┌────────

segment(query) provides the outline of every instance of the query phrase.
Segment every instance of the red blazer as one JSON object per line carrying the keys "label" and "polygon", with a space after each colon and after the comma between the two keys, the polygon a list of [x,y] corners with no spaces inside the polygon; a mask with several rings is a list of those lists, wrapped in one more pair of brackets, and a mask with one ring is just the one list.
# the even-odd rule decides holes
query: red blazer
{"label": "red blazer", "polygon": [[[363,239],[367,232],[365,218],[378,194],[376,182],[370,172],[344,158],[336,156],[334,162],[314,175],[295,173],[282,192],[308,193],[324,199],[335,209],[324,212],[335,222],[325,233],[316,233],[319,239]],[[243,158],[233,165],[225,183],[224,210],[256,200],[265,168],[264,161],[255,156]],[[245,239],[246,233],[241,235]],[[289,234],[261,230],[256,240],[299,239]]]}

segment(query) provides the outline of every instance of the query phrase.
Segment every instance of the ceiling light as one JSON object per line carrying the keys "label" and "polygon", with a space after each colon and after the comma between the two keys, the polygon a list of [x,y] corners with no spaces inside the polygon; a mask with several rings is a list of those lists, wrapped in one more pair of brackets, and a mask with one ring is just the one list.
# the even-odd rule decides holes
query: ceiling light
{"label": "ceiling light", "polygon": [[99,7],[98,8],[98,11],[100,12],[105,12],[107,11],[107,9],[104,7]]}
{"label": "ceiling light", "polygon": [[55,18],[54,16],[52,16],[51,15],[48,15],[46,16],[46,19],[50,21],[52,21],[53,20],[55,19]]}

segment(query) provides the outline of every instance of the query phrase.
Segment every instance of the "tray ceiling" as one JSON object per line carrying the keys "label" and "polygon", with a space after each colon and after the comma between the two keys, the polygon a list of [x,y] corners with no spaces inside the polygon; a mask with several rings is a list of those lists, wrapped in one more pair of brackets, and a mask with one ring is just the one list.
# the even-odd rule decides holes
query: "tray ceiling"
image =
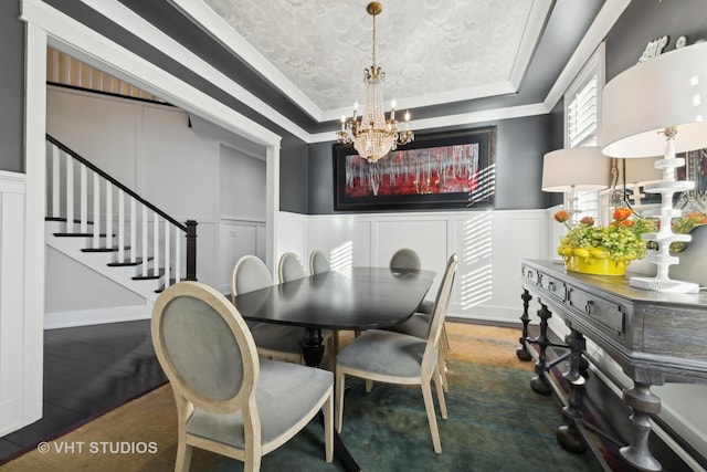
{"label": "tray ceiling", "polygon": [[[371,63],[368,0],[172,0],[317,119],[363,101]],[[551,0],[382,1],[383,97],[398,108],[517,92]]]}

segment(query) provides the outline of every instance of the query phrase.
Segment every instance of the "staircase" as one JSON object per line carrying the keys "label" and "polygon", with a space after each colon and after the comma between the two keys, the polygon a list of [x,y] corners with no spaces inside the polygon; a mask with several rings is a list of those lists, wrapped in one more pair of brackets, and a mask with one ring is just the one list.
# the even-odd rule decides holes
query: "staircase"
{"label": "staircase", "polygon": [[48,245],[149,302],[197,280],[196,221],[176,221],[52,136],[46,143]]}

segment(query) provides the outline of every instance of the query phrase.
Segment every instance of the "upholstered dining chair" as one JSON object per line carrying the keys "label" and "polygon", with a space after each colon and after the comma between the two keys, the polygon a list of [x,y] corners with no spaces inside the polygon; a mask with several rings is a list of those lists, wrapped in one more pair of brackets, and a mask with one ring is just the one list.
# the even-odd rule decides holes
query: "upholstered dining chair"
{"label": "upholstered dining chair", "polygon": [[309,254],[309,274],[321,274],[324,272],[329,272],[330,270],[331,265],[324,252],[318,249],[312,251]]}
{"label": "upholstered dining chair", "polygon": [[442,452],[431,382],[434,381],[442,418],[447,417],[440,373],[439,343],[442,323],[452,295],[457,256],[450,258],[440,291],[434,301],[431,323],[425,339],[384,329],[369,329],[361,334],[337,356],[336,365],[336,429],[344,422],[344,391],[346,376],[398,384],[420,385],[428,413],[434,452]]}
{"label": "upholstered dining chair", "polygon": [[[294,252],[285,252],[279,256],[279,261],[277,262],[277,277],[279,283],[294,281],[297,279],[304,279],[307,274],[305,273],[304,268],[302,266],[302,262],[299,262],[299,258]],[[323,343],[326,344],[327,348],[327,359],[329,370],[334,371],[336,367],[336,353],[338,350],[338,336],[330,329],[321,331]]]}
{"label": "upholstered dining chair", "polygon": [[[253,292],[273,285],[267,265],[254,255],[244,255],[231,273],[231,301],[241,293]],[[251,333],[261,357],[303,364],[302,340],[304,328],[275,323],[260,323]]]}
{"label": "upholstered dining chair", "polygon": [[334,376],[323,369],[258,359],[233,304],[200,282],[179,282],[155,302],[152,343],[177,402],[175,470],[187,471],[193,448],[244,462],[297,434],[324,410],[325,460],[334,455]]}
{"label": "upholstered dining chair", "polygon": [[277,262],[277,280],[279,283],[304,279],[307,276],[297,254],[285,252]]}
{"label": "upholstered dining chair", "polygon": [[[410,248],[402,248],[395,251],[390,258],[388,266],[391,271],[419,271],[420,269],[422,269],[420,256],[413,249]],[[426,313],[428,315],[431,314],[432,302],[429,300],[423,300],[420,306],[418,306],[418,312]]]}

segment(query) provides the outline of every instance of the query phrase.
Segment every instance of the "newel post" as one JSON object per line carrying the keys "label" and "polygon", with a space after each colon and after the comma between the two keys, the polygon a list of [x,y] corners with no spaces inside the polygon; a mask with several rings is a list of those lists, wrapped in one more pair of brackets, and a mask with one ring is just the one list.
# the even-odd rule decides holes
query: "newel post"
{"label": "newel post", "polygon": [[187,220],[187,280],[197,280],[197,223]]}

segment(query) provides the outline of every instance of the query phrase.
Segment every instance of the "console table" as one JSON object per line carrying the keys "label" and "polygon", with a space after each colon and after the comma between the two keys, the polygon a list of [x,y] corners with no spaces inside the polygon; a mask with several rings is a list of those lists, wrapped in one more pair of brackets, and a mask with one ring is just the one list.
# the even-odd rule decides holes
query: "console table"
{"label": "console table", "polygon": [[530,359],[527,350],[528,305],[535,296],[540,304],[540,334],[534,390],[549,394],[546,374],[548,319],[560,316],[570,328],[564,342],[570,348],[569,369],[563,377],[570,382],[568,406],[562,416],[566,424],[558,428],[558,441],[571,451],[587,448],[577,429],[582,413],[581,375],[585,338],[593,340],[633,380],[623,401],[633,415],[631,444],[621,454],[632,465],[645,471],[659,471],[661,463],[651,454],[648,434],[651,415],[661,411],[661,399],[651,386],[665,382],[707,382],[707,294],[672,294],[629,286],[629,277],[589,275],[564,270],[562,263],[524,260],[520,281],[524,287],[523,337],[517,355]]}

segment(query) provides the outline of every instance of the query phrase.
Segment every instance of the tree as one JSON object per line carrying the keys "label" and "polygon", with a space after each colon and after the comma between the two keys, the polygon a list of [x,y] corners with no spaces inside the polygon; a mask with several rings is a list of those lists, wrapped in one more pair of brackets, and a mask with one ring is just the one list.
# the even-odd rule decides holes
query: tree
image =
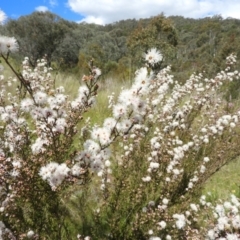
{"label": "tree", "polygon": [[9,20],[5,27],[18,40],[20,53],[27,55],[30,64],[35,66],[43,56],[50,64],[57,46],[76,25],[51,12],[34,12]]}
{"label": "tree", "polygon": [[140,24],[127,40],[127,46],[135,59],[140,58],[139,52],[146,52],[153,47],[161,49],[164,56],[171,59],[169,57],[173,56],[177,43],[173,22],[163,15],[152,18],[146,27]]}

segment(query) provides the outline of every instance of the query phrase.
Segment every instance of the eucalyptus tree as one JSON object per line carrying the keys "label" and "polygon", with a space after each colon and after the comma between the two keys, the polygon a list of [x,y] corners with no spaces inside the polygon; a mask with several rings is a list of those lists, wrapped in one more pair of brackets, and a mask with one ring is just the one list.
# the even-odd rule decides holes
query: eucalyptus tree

└────────
┌────────

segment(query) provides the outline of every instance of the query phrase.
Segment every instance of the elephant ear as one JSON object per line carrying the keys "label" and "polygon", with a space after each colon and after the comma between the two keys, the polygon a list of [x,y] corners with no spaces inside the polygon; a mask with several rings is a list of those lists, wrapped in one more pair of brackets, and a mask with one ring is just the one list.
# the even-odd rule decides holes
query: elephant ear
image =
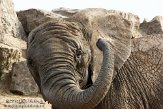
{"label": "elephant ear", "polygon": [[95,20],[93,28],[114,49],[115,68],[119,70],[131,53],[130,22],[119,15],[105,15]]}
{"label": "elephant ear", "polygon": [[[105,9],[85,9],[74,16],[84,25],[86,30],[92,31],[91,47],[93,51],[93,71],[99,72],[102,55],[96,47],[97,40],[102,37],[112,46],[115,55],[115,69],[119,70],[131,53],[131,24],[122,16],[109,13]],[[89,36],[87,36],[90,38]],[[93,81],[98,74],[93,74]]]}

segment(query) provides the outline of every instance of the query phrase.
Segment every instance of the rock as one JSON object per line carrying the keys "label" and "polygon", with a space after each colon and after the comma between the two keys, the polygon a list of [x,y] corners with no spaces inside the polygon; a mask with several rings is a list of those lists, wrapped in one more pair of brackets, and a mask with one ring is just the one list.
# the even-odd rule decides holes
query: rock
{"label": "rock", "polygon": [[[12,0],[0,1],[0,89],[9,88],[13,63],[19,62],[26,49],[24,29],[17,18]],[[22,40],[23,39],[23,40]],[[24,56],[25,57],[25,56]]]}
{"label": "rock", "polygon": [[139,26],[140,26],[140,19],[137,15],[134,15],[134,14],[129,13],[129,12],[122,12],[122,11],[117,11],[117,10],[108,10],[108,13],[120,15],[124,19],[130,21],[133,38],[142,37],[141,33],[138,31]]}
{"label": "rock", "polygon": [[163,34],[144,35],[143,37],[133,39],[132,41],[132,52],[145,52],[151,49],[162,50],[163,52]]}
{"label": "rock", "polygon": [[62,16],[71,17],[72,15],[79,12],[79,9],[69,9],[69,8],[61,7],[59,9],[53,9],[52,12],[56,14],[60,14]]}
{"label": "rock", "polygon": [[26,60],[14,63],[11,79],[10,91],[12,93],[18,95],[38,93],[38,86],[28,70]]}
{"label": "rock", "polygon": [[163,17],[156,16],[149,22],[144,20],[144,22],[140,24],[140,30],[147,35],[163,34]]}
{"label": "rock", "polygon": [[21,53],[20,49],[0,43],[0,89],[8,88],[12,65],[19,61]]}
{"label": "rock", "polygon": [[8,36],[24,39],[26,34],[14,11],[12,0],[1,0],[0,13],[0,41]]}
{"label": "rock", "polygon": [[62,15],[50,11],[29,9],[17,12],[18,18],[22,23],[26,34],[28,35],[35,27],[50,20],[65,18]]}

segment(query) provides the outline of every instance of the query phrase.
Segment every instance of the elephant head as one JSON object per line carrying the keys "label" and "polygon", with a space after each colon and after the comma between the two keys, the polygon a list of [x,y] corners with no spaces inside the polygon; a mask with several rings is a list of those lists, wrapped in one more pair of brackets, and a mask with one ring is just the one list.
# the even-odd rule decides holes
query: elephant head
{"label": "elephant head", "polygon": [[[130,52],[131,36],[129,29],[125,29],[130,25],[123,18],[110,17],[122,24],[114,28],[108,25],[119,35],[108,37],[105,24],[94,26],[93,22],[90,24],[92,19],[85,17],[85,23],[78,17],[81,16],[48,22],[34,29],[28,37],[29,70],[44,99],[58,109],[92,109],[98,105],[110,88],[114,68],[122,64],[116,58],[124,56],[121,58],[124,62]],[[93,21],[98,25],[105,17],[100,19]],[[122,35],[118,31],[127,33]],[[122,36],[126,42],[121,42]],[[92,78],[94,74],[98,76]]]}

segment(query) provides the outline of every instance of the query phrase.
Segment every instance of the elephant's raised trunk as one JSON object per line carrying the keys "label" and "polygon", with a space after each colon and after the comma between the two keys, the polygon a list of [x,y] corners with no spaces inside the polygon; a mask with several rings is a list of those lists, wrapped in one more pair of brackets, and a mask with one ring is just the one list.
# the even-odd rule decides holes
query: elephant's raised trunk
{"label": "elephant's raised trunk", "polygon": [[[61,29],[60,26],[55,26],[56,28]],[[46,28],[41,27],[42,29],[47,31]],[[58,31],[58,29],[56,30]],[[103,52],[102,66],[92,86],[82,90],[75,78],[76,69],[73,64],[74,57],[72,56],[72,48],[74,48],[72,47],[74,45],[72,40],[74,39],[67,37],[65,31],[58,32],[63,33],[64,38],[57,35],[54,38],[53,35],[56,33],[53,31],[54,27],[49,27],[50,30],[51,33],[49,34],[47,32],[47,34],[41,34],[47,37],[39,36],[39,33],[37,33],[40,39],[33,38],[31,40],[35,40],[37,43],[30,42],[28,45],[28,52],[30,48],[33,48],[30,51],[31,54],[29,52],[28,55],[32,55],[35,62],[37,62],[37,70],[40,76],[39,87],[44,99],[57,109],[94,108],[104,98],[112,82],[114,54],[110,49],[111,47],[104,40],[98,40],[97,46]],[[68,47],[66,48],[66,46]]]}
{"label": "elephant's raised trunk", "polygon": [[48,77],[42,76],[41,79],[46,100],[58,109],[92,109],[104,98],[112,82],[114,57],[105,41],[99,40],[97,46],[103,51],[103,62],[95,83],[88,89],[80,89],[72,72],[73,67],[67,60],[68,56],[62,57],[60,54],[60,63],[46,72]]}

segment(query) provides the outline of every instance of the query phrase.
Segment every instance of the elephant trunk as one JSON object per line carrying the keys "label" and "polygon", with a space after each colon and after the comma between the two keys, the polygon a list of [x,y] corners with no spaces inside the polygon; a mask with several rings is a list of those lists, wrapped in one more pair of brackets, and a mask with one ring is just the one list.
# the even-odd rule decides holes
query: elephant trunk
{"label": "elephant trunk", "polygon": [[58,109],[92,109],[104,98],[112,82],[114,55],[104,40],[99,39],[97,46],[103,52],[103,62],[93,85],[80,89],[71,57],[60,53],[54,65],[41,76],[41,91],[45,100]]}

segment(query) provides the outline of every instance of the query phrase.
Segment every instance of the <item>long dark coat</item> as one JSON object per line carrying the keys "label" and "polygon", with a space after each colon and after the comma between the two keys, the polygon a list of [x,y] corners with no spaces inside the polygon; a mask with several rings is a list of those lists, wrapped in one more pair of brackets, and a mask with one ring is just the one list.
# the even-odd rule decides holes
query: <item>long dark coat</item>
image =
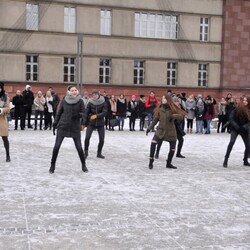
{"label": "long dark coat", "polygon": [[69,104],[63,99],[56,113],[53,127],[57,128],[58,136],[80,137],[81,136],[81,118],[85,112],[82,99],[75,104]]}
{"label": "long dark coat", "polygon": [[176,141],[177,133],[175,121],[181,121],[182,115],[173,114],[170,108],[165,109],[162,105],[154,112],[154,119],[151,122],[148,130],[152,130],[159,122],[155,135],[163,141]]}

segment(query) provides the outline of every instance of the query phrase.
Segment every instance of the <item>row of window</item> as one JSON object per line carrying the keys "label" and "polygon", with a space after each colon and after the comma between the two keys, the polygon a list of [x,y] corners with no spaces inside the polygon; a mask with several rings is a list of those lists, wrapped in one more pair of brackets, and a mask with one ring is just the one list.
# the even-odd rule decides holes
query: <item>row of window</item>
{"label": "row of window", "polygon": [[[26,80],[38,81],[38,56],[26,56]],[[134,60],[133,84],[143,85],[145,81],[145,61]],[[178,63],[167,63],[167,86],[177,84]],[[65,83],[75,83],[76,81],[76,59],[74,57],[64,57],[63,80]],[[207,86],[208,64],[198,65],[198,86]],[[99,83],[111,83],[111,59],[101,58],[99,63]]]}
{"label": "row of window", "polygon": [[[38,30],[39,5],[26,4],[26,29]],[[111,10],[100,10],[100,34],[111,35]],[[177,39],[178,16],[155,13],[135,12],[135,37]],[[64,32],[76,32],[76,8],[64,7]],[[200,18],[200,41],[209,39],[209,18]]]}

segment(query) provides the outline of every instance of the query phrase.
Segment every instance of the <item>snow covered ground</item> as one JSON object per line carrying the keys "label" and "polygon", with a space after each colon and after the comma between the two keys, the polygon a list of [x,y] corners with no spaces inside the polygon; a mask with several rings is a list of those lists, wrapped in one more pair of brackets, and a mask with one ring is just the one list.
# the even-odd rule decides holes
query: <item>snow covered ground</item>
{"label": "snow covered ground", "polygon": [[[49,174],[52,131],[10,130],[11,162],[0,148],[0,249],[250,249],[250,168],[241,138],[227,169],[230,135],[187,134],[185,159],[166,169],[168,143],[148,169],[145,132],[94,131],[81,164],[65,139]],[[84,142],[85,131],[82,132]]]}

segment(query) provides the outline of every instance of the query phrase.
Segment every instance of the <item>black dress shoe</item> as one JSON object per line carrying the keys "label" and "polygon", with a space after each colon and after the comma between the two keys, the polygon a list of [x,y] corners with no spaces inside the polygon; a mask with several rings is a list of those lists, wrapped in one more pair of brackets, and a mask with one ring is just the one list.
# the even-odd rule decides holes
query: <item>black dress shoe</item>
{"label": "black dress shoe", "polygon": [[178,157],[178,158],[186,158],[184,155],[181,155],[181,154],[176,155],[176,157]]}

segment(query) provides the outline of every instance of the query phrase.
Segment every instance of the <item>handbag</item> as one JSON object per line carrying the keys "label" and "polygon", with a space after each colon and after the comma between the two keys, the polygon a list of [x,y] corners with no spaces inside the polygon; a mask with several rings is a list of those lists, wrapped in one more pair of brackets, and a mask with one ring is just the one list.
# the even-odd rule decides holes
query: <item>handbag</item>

└────────

**WHAT THE EXERCISE ASKS**
Count the lines of the data that contain the string "eucalyptus", with case counting. Give only the number.

**WORKED SOLUTION**
2